_Work required_
Please write out the lines below exactly, starting at the line that contains "like point(411, 65)?" and ending at the line that contains "point(682, 201)", with both of those lines included.

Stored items
════

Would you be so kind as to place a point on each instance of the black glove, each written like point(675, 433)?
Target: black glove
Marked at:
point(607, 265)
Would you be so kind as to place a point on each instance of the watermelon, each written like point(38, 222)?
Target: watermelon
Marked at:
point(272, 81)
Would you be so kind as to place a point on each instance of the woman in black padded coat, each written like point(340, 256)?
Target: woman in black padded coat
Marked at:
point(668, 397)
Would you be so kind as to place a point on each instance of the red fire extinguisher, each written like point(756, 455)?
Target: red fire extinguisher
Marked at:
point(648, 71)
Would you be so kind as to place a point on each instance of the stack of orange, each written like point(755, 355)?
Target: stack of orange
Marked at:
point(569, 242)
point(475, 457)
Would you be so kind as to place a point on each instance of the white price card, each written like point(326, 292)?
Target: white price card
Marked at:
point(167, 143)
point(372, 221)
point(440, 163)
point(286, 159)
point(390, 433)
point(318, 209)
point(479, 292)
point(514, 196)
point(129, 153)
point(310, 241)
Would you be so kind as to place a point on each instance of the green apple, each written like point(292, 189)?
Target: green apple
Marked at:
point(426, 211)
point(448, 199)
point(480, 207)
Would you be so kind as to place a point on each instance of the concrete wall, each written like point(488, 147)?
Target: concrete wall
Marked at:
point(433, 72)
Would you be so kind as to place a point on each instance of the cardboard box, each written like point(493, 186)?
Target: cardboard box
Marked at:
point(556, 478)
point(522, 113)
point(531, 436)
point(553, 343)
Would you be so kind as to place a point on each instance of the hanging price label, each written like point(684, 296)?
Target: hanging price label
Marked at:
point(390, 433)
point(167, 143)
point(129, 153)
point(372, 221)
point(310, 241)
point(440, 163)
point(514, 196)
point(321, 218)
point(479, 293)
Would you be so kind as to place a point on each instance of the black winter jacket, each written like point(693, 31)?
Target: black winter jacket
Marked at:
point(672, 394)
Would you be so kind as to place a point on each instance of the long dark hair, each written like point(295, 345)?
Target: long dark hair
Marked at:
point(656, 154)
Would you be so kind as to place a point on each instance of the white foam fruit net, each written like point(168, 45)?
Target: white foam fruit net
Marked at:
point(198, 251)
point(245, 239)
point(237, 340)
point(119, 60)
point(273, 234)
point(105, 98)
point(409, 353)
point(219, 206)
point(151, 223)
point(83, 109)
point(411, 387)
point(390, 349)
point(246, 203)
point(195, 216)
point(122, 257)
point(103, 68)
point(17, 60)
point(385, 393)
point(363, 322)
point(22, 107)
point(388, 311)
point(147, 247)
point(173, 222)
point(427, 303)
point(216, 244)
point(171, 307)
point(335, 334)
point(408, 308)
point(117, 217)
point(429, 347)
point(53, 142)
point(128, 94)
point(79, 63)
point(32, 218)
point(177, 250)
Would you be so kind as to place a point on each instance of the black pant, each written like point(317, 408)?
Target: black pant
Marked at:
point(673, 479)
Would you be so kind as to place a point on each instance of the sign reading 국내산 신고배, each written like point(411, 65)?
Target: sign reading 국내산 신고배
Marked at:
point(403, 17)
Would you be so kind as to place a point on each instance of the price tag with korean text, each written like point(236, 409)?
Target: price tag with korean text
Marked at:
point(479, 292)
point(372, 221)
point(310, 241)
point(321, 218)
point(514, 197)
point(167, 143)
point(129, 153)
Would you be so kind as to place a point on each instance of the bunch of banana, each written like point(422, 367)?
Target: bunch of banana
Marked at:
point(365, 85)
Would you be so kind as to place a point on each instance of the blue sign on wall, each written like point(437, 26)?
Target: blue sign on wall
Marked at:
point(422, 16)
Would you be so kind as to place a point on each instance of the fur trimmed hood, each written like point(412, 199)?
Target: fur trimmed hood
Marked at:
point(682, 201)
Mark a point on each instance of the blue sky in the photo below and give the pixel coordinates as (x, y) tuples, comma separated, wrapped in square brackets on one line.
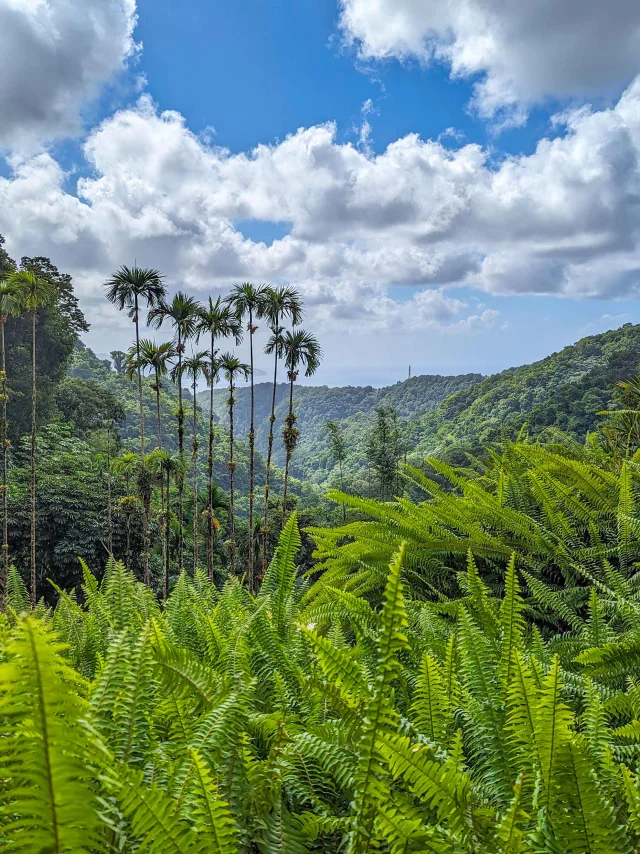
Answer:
[(456, 190)]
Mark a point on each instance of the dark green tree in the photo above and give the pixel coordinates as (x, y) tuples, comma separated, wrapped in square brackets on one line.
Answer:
[(219, 322), (301, 351), (280, 304), (247, 300)]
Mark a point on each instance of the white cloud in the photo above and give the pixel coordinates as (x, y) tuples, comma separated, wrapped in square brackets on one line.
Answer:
[(563, 220), (523, 51), (54, 57)]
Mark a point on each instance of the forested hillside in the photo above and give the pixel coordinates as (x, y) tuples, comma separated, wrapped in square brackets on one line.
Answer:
[(440, 415)]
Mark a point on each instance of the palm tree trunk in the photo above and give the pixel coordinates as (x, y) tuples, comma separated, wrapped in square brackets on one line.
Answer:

════

_Exercise answer_
Would you be so kind as to place a point on each instance of the sign reading 국내산 신고배, each written like point(411, 65)?
Target: sign reading 국내산 신고배
Marked at:
point(403, 17)
Would you be so kind as to place a point on each instance of the price tag with korean text, each written like point(236, 409)?
Target: price tag with korean text
Marked at:
point(479, 292)
point(372, 221)
point(310, 241)
point(321, 218)
point(514, 197)
point(167, 143)
point(129, 153)
Would you be so kind as to place a point on each instance of the bunch of banana, each written like point(422, 367)?
Target: bunch of banana
Marked at:
point(365, 85)
Would you be so kind as to place a point on each instance of the blue sign on wall, each written like point(437, 26)?
Target: blue sign on wall
Marked at:
point(422, 16)
Would you be so kind as to place a point on each instance of the fur trimmed hood, each written like point(412, 199)?
Target: fur trimmed hood
Marked at:
point(682, 201)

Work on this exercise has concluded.